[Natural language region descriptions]

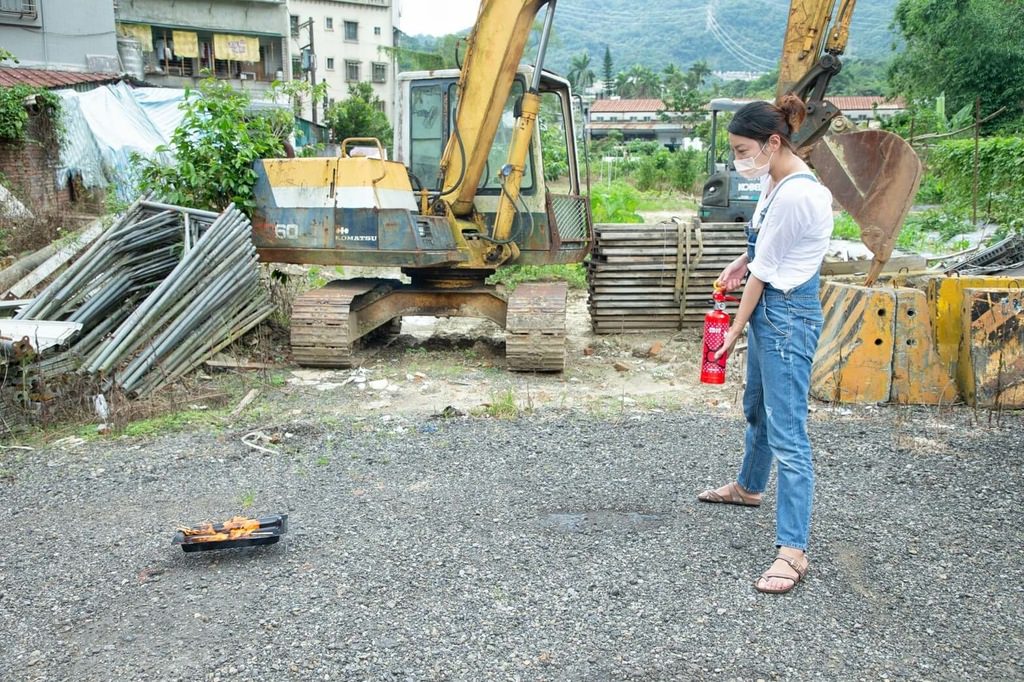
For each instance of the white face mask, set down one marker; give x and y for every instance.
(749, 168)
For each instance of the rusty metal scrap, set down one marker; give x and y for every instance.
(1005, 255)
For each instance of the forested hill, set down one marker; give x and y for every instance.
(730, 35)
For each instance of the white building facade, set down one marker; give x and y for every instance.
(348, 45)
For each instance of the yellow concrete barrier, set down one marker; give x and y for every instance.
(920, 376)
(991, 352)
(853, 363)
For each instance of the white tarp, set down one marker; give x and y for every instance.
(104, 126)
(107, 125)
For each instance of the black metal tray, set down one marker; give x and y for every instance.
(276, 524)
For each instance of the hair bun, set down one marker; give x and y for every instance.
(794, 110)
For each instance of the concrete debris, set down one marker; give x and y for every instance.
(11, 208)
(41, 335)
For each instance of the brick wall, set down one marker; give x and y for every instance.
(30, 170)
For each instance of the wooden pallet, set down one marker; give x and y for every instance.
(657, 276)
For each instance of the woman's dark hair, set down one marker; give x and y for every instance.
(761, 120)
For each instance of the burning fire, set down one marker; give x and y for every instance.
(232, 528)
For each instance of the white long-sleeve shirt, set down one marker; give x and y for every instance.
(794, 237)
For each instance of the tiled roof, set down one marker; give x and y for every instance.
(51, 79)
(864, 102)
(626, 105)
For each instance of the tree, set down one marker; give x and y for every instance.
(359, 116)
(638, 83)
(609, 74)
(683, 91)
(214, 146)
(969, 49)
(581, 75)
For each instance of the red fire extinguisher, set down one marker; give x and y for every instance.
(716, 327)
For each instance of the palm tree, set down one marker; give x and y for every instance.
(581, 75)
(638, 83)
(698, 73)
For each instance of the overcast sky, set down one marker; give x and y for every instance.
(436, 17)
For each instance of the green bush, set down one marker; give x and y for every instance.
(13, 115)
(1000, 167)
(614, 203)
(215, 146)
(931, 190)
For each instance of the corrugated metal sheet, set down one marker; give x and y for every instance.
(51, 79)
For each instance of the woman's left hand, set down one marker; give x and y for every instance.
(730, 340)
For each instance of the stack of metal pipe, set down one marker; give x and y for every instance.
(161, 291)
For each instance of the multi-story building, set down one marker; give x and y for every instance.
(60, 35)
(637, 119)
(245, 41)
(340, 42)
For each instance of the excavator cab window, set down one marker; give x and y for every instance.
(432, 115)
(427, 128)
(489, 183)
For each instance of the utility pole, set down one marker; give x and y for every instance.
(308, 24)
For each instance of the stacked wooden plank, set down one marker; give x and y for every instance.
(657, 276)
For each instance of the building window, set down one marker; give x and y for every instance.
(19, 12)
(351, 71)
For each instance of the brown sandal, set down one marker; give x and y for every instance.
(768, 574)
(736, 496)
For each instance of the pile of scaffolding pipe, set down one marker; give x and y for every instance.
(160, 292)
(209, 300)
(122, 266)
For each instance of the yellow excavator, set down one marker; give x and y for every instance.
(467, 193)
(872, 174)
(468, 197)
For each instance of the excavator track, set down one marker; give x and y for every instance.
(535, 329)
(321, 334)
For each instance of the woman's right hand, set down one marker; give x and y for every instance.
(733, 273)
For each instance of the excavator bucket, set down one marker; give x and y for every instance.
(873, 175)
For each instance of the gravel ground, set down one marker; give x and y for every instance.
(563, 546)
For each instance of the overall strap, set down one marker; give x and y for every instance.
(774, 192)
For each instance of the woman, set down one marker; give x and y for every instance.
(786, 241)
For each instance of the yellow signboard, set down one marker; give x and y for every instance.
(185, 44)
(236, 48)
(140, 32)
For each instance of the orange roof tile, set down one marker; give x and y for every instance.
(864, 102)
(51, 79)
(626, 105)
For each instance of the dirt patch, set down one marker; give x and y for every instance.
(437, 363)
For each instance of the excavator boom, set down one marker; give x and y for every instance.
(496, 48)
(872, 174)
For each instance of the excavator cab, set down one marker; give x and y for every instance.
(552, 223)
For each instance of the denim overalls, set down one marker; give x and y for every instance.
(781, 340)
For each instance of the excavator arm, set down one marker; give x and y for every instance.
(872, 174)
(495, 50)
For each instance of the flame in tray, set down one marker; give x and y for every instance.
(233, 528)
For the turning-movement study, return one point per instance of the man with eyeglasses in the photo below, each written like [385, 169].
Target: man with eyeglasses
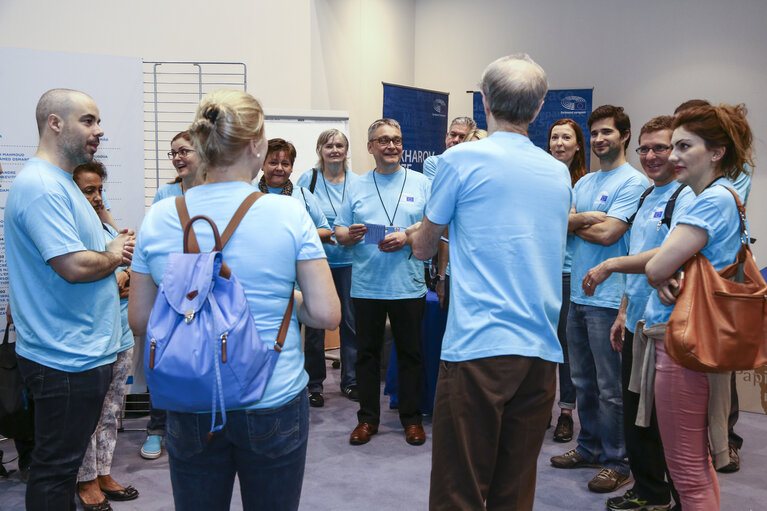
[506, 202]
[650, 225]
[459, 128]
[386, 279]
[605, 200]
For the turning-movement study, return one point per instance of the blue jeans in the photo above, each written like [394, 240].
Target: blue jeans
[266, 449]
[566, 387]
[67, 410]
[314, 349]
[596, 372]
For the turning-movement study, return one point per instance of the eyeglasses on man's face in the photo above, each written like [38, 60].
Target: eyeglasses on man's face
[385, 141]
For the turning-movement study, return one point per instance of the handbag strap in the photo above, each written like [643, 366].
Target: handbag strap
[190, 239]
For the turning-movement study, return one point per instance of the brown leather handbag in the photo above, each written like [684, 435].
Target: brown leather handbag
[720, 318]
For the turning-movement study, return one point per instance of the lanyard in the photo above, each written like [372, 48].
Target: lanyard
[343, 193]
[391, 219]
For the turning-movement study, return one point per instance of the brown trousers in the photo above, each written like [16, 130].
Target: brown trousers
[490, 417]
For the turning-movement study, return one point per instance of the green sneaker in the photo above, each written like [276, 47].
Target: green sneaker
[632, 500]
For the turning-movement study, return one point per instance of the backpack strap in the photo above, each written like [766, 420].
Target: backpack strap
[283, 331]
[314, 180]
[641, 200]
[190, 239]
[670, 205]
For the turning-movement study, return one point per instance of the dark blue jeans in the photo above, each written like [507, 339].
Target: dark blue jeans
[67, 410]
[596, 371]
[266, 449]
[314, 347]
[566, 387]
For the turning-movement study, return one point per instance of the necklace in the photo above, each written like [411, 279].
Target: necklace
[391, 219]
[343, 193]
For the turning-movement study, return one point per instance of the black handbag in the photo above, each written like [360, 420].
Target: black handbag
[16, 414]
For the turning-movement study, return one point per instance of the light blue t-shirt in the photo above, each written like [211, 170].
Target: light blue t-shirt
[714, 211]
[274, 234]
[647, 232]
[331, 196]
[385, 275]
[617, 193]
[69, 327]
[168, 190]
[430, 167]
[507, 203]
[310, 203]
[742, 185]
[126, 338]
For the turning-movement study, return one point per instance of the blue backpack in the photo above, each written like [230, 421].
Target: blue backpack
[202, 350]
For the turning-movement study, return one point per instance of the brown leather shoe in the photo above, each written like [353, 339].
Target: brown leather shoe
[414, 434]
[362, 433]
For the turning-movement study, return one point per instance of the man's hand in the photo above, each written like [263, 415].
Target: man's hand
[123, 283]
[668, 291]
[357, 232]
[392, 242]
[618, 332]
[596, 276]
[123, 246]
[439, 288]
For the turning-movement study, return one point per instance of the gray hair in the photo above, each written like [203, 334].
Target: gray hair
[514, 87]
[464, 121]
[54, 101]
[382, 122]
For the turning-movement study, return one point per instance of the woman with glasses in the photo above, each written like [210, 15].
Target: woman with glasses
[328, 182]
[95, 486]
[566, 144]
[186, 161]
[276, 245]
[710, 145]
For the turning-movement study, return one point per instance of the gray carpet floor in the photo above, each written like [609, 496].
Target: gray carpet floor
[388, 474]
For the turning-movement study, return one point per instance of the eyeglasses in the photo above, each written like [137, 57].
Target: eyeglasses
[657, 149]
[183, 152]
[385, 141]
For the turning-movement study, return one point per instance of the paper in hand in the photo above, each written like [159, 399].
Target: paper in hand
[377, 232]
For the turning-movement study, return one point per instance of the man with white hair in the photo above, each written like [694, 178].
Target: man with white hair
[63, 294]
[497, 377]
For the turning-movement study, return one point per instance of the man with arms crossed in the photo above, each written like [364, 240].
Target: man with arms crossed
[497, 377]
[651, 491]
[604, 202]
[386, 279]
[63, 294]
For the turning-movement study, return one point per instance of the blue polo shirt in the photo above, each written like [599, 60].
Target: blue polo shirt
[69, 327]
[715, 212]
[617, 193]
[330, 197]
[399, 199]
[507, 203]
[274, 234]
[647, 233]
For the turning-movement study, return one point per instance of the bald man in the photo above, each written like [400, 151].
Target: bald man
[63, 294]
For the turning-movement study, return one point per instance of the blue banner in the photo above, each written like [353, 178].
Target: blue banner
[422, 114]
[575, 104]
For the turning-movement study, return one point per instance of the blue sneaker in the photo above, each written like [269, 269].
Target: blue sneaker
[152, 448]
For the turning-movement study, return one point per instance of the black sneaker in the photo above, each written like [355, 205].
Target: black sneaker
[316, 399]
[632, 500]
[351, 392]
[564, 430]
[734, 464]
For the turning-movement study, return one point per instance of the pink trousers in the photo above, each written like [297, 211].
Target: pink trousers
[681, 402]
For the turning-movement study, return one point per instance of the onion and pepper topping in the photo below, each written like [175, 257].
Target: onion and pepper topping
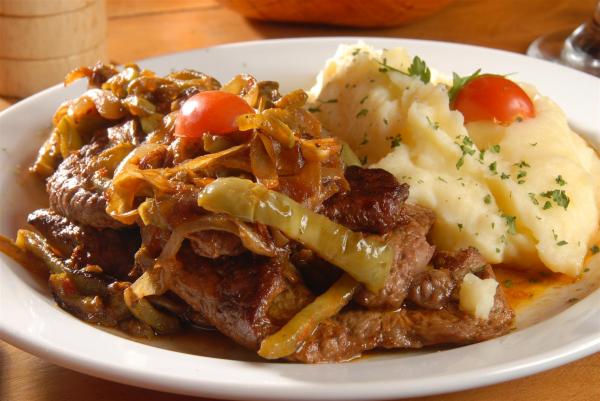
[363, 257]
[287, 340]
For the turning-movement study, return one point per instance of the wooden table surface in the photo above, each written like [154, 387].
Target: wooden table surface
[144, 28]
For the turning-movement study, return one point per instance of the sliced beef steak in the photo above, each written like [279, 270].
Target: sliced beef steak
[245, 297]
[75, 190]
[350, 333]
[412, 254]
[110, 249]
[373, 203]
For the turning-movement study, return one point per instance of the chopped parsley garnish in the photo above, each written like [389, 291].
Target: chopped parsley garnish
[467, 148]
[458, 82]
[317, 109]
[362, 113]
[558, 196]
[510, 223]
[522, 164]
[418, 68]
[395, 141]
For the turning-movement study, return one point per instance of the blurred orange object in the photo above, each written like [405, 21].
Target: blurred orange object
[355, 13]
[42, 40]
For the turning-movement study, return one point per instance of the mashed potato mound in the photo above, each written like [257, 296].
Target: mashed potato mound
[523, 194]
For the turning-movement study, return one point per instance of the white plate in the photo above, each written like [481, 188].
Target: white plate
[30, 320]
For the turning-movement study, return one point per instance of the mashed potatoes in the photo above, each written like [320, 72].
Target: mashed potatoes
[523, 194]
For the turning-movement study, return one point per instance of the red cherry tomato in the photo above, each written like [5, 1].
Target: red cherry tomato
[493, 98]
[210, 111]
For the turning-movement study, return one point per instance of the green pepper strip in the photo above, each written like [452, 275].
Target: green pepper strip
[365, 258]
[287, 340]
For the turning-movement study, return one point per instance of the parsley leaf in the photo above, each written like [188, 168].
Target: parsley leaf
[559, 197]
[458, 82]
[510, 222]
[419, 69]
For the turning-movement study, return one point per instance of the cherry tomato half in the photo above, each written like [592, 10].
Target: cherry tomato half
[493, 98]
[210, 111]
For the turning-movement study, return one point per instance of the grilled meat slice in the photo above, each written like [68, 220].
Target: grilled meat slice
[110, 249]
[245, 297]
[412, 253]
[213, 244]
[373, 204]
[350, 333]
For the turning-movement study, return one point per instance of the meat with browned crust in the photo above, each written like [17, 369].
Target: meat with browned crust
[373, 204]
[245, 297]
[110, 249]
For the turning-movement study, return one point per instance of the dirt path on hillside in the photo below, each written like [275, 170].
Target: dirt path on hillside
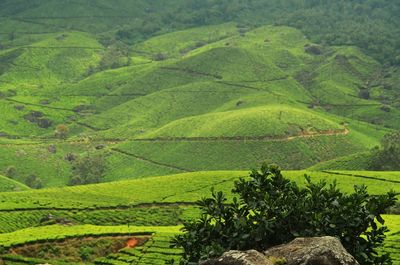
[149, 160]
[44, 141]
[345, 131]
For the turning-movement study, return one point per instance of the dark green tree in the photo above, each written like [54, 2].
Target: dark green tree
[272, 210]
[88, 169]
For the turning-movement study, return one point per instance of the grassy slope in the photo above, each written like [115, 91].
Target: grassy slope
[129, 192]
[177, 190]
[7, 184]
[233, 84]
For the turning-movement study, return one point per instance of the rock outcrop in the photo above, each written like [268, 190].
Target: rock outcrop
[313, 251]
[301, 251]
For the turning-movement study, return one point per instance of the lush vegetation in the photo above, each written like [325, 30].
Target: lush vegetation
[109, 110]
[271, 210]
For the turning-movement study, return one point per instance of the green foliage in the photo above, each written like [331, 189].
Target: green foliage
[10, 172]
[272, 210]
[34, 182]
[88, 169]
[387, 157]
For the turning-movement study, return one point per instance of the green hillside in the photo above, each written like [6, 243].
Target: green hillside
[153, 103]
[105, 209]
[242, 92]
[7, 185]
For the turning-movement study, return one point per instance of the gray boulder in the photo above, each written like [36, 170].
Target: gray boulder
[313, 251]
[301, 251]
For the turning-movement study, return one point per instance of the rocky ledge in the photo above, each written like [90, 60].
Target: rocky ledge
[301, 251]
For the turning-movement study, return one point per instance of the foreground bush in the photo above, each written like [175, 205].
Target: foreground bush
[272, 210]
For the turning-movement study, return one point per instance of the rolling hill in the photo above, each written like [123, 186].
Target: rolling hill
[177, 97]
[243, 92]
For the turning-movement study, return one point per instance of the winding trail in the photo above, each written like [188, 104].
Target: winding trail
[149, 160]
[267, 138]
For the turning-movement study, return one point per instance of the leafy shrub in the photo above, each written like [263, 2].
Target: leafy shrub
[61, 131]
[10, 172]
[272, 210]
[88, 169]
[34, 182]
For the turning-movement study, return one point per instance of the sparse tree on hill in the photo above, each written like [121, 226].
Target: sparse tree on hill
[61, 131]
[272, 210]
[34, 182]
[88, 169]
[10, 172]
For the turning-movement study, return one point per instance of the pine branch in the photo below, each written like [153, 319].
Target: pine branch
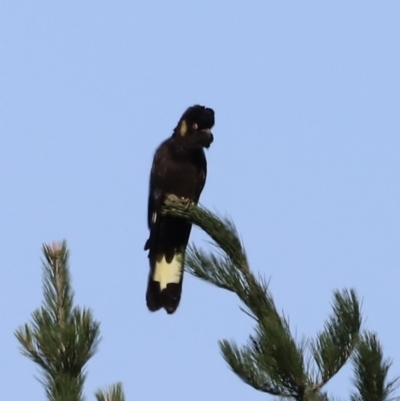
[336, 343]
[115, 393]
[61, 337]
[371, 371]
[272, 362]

Problem description: Take the lines above from the one containing "like [68, 220]." to the one containing "like [17, 369]." and retype them exactly, both ends included, with nothing added.

Written answer:
For the turning-movement study, return one point per instance of the grilled meat slice in the photo above, each written like [68, 220].
Target: grilled meat slice
[110, 249]
[245, 297]
[412, 253]
[213, 244]
[373, 204]
[350, 333]
For the turning-movement study, return one point per instance of the meat with browned crust in the photo above, each written like [17, 369].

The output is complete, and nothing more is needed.